### [WORK INSTRUCTIONS]
A picture-free, exact reproduction of the listing that follows is required.

### [INFORMATION GIVEN]
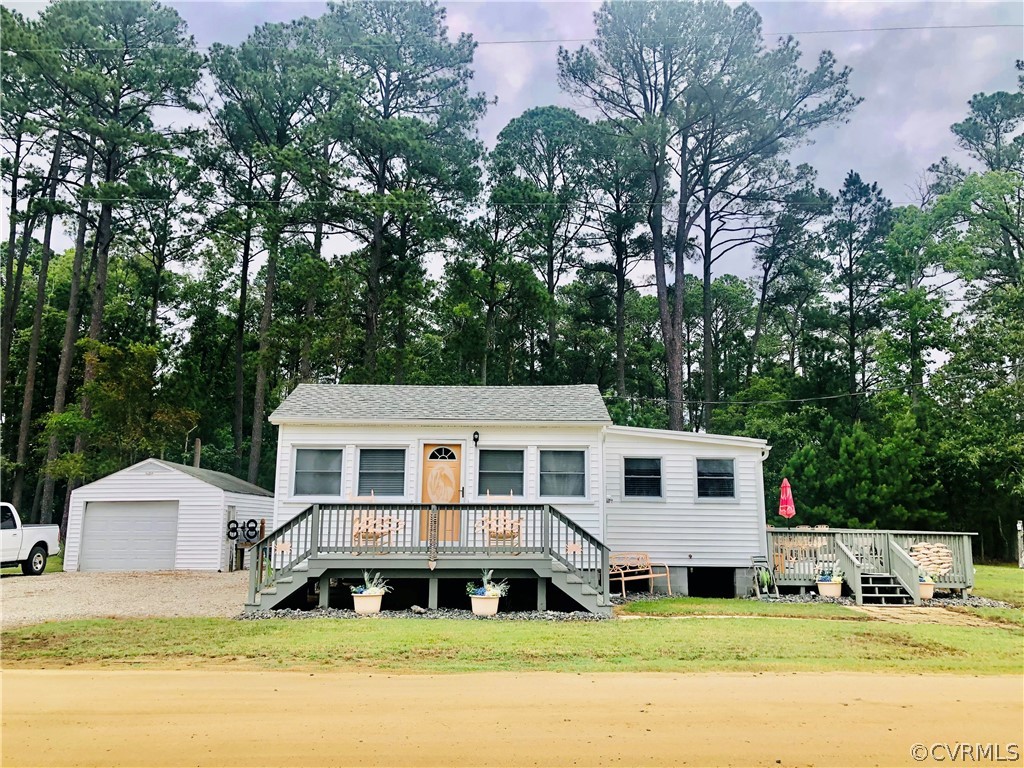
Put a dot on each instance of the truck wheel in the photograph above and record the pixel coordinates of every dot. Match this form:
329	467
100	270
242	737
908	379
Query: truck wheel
36	563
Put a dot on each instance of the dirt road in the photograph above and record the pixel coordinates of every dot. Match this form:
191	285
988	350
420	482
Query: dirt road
177	718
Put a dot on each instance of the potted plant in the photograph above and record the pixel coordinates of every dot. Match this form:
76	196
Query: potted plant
926	586
485	596
367	596
829	582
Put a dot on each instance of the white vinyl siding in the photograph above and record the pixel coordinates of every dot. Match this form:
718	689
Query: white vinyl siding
530	439
317	472
382	472
502	472
563	473
679	528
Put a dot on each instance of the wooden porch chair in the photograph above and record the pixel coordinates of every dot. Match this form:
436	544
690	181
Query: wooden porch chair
374	529
502	528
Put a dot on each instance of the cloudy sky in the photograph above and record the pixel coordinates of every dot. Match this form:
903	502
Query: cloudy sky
914	82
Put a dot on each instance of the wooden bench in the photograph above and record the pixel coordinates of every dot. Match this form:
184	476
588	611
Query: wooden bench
629	566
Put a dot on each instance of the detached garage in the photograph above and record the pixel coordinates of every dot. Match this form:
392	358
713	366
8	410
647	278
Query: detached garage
158	515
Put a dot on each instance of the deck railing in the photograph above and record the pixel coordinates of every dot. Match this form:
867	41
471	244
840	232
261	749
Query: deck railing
431	531
799	554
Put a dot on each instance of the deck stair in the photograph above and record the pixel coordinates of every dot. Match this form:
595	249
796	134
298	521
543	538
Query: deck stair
313	547
883	589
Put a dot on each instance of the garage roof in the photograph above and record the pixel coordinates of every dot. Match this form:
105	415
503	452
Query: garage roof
220	480
363	403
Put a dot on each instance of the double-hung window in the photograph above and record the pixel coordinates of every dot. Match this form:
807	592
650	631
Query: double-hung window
317	472
563	473
716	478
382	472
501	472
642	477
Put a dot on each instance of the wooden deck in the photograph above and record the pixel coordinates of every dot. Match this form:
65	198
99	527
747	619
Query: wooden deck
430	541
799	554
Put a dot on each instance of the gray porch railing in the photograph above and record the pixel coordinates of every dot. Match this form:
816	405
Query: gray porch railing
798	554
905	569
432	531
851	567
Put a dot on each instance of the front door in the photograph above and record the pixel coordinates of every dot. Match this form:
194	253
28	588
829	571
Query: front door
442	484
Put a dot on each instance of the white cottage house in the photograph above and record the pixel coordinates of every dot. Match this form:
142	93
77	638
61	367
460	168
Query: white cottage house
694	502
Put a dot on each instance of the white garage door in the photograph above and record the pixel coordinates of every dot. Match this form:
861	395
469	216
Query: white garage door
129	536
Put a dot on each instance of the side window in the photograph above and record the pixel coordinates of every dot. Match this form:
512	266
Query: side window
563	473
317	472
501	472
716	478
642	477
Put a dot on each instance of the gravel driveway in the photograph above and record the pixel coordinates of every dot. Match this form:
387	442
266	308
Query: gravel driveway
171	593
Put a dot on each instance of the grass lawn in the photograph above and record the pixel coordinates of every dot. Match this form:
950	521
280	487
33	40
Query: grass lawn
1004	583
700	606
53	564
438	646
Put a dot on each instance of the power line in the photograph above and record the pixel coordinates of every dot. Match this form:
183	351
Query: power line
549	41
785	400
769	34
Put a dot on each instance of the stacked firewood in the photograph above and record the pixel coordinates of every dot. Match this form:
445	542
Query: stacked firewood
936	559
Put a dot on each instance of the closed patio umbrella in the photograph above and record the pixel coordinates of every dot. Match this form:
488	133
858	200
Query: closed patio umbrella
785	506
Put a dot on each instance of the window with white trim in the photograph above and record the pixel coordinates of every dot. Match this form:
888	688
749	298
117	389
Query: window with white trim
642	477
317	472
716	478
563	473
382	472
501	472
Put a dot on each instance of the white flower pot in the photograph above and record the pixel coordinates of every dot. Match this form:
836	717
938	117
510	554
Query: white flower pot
829	589
368	603
483	605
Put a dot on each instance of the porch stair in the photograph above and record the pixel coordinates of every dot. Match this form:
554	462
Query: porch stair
574	587
883	589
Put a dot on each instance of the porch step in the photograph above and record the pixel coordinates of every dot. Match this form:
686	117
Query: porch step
573	585
883	589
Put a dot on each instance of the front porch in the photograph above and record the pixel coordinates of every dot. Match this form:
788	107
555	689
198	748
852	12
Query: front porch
877	563
431	542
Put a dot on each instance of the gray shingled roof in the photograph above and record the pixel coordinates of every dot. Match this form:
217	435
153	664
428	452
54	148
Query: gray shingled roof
221	480
318	403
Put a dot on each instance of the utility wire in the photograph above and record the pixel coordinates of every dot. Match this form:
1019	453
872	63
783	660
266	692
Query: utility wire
816	398
549	41
771	34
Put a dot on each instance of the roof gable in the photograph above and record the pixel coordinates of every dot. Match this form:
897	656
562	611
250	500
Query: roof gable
221	480
360	403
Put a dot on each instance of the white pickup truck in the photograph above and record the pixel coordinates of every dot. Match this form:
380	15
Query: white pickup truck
28	546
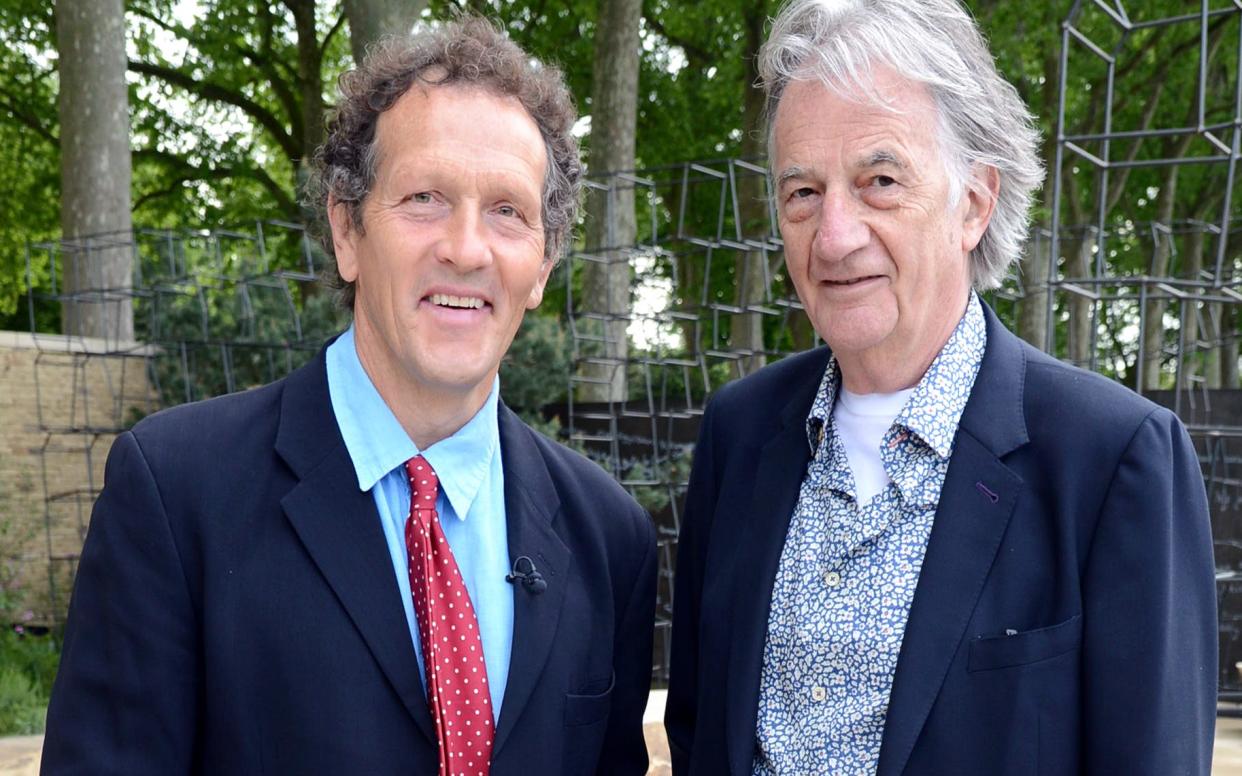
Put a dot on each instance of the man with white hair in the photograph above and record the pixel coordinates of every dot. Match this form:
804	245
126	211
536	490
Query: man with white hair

### [RESULT]
Put a dot on each instance of the truck wheel in the photograph above and record the pixel coordinates of every dot. Match this form:
329	467
100	270
242	737
908	379
Query: truck wheel
36	563
Put a dot on each instance of the dirt road in the photograph above and record the pixel coordinates of every dot. Match this form:
191	285
988	350
420	482
Query: dirt road
177	718
Put a dot on each instance of the potted plant in the photograph above and record the pixel coordinates of every dot. Match this form:
76	196
Query: potted plant
926	586
485	596
367	596
829	582
Put a dot on each instance of the white vinyl siding in the photograph above and record the pixel coordinates of every dot. Match this form:
718	689
Query: white vinyl siding
530	439
317	472
382	472
502	472
563	473
679	528
Put a dot on each instance of the wooden porch chair in the photograph above and record the pixel coordinates of every dot. Match this form:
436	544
690	181
Query: wooden porch chair
374	529
502	528
Put a dot on each instance of the cloudy sky in the photograph above and record the pixel coordinates of every dot. Match this form:
903	502
Query: cloudy sky
914	82
Put a dot on each instance of the wooden bench in the photograph above and record the pixel coordinates of every dot. Match this form:
184	476
588	611
Query: wooden bench
629	566
Put a dot on each instance of the detached garage in the photograph above and record the pixel coordinates of every dot. Match this form:
392	358
713	366
8	410
647	278
Query: detached garage
158	515
Put a dot on each instance of the deck railing in the photograph above and record the pixel coordinates of every dot. Match this form:
867	41
471	244
840	232
261	749
Query: deck railing
431	531
799	554
Put a dot on each instance of the deck stair in the photograph above and record the pixel coordinates of every dot. Match this form:
595	249
796	134
298	521
543	538
Query: deck stair
313	547
883	589
Put a dot on each instance of the garage roof in the photograph above and record the pixel coordinates of every dot. Match this form:
105	415
503	452
Query: garage roof
220	480
363	403
Put a dot on each instance of the double-hung window in the photograph above and record the pixel coordinates of every dot. Match this form:
807	592
650	631
Query: double-hung window
317	472
563	473
716	478
382	472
501	472
642	477
Put a dot on each instance of the wooden deck in the photograph above and record the pixel coordinates of every dot. Match this form:
65	198
99	527
747	619
Query: wooden deck
430	541
799	554
Put a dot on each instance of the gray porch railing in the photograph above and record the pixel coordinates of every dot. Match this form:
816	405
Query: gray porch railing
798	554
905	569
432	531
851	567
Put a dot on each instance of the front door in the photograph above and record the pixel coordinates of every dot. Match this form:
194	253
28	588
829	571
Query: front door
442	484
Put a dot on each instance of the white cottage house in the photograph above and record the pixel coordinates of every dot. Match this form:
142	93
77	638
61	367
460	168
Query: white cottage house
694	502
Put a dot on each instance of the white garage door in the photograph above and record the pixel coordinates of every dot. Match this form:
861	395
469	216
Query: white garage door
129	536
Put a dot on each instance of the side window in the photograph above and record the pixel coordinates of every dot. Match this form:
512	266
Query: side window
563	473
317	472
501	472
716	478
642	477
Put a dot on each instance of the gravel driveway in the photograph above and record the pixel coordinates of every dot. Match this form:
387	442
266	308
Query: gravel driveway
171	593
Put a dot on each instance of the grass lawn in the photograph above and record the pixel coordinates of every dot. Match this form:
950	521
280	487
33	40
Query: grass lawn
1004	583
700	606
53	564
438	646
Put a dot on each instance of the power line in the photograph above and record the pixel coordinates of every dot. Match this form:
183	351
Query: power line
549	41
785	400
769	34
Put a dot on each instance of the stacked firewood in the photograph above and record the pixel coordinates of every dot. Match this form:
445	542
Query: stacked firewood
936	559
Put a dot on each instance of the closed patio umbrella in the photograph above and record the pixel coordinates of every dot. Match this form:
488	133
858	200
Query: closed patio umbrella
785	506
Put a dot on each instance of the window with white trim in the photograph above and record the pixel coordinates of every dot. Match this form:
888	688
749	298
117	389
Query: window with white trim
642	477
317	472
716	478
563	473
382	472
501	472
Put a dot on each instance of the white flower pot in the photograph above and record the pixel coordinates of every dot. Match this form:
836	717
938	117
510	554
Query: white flower pot
829	589
368	603
483	605
Put a dot on each instance of the porch stair in the photograph above and record the pixel coordinates of every dot. Match this form:
554	462
Query: porch stair
574	587
883	589
Put a dot on each instance of the porch step in the photograph above and record the pixel coordinates of every dot. Match this form:
686	117
Query: porch step
573	585
883	589
Put a dot on each instance of the front porch in the photograph above and record the pixel coordinates of every dot. Match this form:
788	107
555	689
198	748
852	12
Query: front porch
877	563
431	542
Put a dot on each instance of the gray shingled roof in the photograph above and record the pixel coordinates of every dot. Match this form:
217	435
153	664
428	452
54	148
Query: gray shingled roof
221	480
318	403
Put a dot on each instance of the utility wire in the photograph above and record the pixel coordinates of every dot. Match this form:
1019	453
872	63
783	660
266	692
Query: utility wire
816	398
549	41
771	34
Put a dot on each instance of the roof gable in the photograph above and record the pixel coordinates of every dot. Match this form:
897	656
562	611
250	500
Query: roof gable
221	480
360	403
Put a dot on each instance of the white pickup truck in the photograph above and record the pixel coordinates of every dot. Match this form:
380	15
Query: white pickup truck
28	546
Put a dot on each instance of the man with white hair in the photograph above and record the pixel coordinates of every dot. Match this form:
804	245
126	211
536	490
Query: man with white hair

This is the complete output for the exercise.